[Excerpted text]

While the Dow is made up of 30 hand-chosen blue-ship stocks, the S&P is compiled in a way intended to emulate the entire U.S. stock market, according to Howard Silverblatt, a market equity analyst at S&P. For example if banks make up 20 percent of U.S. market capitalization, the sector will have the same weighting within the S&P 500. And if regional banks are 5 percent of the total, that will be reflected as well.
“The aim of the S&P 500 is to emulate the entire market, not necessarily do better than the market,” Silverblatt says. “If we beat the overall market, we’re not doing our job."
The S&P is changed frequently, with several changes every month in recent times, adding up to a turnover of about 4 percent a year.
Some of the companies dropped from the index recently include Sanmina-SCI, a maker of industrial components, and PMC Sierra, technology manufacturing companies that are hardly household names. Discover Financial Services and Covidien, a spin-off of Tyco International, are among the recent additions.
The S&P's status as a mirror of the overall stock market is one reason it took so much longer to recover from the bear market that began in 2000. Because booming tech stocks became such a huge part of the overall market, the S&P was forced to include more of them into the index, meaning that it fell harder than the Dow. (Neither index fell as far as the tech-dominated Nasdaq composite index, which remains 46 percent below its 2000 record close of about 5,049.)
Prestbo, of the Dow indexes, says history is another reason people follow the Dow more closely than any other index.
The 111-year-old Dow is considered the first U.S. stock index and is certainly the one with the longest track record. "When the Main Street press needed to tell people what what was going on in Wall Street -- and that was the panic of 1907 and the roaring '20s -- it seized on the only existing index that showed which way the wind was blowing," Prestbo says.
And for such a small index, the Dow still does a pretty good job as a windsock, he noted. On any given day, there is about a 95 percent chance that the Dow moves in the same direction as the broader S&P 500. That is true even though the Dow is a "price weighted" index, meaning that any one of its 30 components could move the index if it rises or falls sharply.

[/Excerpted text]
[Raw data]

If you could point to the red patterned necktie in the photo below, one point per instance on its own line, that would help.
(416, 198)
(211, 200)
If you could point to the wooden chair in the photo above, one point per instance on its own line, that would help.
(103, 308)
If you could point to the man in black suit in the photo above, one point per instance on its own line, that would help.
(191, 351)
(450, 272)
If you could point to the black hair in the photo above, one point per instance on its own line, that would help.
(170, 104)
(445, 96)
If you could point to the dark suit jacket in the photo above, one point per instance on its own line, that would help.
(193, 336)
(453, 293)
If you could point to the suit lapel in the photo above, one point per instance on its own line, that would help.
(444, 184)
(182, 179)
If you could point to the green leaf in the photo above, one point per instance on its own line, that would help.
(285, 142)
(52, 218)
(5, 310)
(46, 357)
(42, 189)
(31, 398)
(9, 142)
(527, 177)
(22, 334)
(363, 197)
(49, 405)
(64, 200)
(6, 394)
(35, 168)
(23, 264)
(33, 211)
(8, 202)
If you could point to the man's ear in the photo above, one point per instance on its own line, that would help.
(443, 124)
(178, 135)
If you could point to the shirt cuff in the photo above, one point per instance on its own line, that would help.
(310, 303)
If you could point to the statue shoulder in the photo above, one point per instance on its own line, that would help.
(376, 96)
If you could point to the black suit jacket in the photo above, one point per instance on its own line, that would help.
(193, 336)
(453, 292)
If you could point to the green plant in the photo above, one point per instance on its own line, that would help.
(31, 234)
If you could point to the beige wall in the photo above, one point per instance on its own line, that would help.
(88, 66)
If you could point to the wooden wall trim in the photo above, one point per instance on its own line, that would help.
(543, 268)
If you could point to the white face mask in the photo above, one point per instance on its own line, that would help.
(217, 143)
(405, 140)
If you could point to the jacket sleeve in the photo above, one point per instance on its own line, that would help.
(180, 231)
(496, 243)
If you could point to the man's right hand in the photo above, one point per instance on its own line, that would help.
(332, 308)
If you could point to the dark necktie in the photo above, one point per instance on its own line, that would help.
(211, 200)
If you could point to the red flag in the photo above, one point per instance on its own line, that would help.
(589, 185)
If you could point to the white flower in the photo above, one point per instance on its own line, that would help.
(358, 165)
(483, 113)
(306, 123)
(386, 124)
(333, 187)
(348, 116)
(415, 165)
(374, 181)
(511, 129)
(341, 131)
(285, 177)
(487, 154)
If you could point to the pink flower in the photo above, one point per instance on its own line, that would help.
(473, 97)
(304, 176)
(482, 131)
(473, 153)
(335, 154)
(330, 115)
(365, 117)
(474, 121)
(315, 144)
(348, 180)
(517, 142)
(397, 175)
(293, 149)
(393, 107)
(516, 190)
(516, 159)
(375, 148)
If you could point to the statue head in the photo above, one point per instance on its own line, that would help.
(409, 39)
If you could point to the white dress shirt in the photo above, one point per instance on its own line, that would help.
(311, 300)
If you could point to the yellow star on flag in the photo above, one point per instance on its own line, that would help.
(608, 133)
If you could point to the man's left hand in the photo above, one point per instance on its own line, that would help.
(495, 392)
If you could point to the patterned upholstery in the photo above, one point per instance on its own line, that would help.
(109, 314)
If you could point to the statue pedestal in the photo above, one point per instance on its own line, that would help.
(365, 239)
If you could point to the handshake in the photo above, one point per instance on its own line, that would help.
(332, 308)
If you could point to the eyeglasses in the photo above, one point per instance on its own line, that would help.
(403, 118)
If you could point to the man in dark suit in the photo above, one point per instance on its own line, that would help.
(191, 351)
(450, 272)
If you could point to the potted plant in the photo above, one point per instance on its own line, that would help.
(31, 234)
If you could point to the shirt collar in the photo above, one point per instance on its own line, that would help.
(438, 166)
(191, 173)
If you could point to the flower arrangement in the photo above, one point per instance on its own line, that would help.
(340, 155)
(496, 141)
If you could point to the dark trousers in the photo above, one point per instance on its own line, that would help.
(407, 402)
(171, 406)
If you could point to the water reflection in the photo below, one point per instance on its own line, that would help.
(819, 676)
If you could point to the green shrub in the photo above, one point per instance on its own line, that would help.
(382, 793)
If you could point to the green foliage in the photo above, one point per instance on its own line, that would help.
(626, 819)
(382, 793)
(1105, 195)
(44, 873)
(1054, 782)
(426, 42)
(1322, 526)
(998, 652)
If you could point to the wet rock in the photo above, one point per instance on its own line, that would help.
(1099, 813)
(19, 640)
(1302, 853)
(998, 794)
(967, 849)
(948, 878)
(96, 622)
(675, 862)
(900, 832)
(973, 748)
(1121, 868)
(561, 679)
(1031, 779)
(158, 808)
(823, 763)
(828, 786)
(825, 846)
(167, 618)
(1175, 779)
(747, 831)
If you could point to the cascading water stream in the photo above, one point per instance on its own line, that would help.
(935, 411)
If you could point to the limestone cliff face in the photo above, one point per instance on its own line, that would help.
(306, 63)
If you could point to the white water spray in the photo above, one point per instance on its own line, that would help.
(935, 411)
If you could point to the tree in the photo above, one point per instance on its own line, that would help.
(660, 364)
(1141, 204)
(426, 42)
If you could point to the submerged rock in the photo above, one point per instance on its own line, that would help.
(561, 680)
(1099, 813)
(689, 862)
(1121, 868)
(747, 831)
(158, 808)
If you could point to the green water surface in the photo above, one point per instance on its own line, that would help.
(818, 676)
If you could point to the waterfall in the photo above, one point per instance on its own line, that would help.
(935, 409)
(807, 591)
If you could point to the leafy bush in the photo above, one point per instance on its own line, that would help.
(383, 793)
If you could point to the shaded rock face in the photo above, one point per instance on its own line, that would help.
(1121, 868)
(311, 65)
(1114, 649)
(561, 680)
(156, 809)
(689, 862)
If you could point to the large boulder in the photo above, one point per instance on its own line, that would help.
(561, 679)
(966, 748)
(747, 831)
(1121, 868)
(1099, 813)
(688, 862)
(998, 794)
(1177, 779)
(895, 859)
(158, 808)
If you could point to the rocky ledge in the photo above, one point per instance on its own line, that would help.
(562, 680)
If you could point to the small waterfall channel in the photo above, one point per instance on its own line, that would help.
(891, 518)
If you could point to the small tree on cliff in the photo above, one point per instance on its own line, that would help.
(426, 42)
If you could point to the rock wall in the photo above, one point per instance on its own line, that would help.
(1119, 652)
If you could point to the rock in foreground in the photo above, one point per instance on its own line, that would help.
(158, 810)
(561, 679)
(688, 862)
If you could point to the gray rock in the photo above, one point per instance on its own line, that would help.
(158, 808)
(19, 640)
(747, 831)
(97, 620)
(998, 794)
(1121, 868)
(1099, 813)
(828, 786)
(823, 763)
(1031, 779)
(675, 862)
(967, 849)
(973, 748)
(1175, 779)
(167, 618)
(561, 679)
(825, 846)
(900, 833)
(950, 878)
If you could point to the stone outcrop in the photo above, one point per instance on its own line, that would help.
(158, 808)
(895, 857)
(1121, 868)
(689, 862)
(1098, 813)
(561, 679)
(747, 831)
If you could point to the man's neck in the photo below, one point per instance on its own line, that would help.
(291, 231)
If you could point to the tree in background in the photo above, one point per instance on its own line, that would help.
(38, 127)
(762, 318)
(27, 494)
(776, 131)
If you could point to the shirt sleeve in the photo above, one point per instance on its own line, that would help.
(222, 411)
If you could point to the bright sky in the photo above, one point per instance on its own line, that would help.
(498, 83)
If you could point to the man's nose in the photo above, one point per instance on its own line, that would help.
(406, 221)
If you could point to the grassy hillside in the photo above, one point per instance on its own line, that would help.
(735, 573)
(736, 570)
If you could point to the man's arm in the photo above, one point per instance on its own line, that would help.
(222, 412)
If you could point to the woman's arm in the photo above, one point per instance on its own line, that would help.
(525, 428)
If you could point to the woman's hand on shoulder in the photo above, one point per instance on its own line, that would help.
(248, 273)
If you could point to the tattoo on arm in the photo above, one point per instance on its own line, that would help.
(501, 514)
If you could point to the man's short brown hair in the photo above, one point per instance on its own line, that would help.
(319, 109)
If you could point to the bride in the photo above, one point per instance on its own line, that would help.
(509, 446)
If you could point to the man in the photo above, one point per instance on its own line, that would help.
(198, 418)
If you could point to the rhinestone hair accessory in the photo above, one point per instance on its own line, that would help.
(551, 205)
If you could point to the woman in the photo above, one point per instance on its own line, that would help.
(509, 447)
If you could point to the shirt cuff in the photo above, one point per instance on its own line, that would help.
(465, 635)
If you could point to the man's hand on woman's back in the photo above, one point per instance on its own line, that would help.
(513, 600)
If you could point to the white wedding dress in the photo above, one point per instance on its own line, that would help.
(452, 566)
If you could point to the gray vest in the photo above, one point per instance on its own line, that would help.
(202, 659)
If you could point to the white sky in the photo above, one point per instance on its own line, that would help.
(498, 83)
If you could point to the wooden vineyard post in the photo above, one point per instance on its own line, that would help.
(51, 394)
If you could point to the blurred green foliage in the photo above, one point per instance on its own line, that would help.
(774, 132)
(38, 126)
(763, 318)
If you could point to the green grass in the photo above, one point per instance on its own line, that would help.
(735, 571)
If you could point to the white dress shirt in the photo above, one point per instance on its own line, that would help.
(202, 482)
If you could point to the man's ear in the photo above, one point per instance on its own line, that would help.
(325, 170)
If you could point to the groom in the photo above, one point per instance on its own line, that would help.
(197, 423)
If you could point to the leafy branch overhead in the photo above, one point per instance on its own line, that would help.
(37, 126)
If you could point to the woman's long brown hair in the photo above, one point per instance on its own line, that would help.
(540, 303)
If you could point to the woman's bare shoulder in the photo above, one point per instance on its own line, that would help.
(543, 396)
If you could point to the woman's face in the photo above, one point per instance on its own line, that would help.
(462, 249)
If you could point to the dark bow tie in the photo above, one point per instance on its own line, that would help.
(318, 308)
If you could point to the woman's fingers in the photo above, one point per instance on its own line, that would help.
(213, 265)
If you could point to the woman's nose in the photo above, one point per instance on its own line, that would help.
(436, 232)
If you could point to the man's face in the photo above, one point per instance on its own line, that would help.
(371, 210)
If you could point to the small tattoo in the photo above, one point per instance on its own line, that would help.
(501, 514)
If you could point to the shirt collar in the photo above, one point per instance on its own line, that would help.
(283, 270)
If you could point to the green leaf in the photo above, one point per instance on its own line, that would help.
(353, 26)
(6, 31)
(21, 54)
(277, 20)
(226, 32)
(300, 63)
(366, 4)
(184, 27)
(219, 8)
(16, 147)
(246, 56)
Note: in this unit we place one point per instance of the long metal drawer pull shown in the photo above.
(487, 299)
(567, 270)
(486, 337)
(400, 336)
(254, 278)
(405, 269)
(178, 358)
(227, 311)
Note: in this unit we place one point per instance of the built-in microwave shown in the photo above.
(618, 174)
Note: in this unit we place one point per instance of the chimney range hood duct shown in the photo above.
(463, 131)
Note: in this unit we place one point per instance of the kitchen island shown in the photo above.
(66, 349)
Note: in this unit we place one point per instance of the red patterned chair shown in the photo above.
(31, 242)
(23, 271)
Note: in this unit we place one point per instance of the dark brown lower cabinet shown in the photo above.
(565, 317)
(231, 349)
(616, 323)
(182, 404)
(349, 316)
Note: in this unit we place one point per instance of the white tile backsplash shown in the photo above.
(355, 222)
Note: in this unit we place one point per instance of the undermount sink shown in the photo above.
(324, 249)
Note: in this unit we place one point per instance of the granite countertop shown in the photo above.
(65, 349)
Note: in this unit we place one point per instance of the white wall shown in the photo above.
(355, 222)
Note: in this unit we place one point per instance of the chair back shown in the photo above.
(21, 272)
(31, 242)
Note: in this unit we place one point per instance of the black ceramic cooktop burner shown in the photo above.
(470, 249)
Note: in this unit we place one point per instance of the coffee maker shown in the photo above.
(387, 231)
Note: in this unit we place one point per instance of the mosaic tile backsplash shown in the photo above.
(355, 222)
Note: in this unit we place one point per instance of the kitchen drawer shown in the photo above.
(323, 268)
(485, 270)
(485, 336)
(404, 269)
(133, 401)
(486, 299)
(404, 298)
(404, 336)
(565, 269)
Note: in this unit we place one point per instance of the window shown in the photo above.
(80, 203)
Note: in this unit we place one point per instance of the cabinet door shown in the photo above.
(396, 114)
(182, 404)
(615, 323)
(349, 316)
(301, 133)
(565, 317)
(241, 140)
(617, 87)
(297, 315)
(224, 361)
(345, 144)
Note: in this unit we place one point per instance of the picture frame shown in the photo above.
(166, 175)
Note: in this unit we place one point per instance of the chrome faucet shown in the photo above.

[/Raw data]

- Task A: Could you update the passage on the S&P 500 and the Dow, everything from "The S&P is changed" down to "the recent additions.", so that "well-known brands" stands in place of "household names"?
- Task B: Can you take the passage on the S&P 500 and the Dow further, continuing from where it stops?
The data that appears after the passage on the S&P 500 and the Dow comes from a separate source.

- Reply A:
The S&P is changed frequently, with several changes every month in recent times, adding up to a turnover of about 4 percent a year.
Some of the companies dropped from the index recently include Sanmina-SCI, a maker of industrial components, and PMC Sierra, technology manufacturing companies that are hardly well-known brands. Discover Financial Services and Covidien, a spin-off of Tyco International, are among the recent additions.

- Reply B:
The S&P 500 is weighted by market capitalization, meaning its movement depends largely on what happens to the biggest companies listed in the index.
Because of the Dow’s relatively narrow focus, it long ago fell from favor among professionals, who generally use the S&P 500 or other broader indexes as their main benchmark.
The Dow industrials account for only 25 to 30 percent of the nation’s total market capitalization, compared with 80 percent for the Standard & Poor’s 500 and 98 percent for the Russell 3000, another well-known broad index.
All told about $1 trillion in securities are “pledged” to track the S&P 500, Silverblatt says, compared with just $40 billion that follows the Dow 30 through securities such as the so-called “Diamonds,” an exchange-traded fund.
The vast amount of money riding on the S&P 500 explains why individual share values can rise or fall significantly when a stock is added to or deleted from the S&P 500.
Yet the Dow’s storied history, great brand name and unmatched 110-year track record still make it the best-known U.S. market indicator.
“It’s just embedded,” says Liz Ann Sonders, chief investment strategist for Charles Schwab and Co. “The media and broad public, Main Street, still see the Dow as the market.”